What needs to be done ::
Every line in the entries that holds "lamp" should be identified and copied.

(Supplied material Opens)

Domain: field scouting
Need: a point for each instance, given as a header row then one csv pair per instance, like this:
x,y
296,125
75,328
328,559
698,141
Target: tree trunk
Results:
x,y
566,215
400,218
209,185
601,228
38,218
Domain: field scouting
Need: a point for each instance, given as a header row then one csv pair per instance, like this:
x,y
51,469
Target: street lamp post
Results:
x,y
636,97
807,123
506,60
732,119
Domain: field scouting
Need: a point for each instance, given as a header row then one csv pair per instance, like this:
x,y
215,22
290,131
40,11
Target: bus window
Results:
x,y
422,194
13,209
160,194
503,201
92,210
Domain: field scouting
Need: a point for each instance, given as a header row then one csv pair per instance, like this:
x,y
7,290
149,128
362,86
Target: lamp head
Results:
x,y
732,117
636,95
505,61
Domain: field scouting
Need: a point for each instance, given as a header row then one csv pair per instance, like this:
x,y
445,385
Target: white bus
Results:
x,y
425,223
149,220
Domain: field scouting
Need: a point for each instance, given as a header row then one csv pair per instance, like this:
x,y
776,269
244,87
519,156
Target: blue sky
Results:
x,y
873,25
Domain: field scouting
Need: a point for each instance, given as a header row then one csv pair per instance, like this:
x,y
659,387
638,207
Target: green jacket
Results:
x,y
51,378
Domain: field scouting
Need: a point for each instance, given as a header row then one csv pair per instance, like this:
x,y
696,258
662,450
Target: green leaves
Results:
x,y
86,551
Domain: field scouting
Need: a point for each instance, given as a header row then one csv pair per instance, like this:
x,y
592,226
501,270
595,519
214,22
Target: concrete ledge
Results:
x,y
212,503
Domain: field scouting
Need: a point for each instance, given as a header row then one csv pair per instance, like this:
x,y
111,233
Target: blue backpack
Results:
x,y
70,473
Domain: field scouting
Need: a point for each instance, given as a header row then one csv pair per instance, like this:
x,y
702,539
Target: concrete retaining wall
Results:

(Supplied material Closes)

Answer area ::
Target: street lamp post
Target: lamp head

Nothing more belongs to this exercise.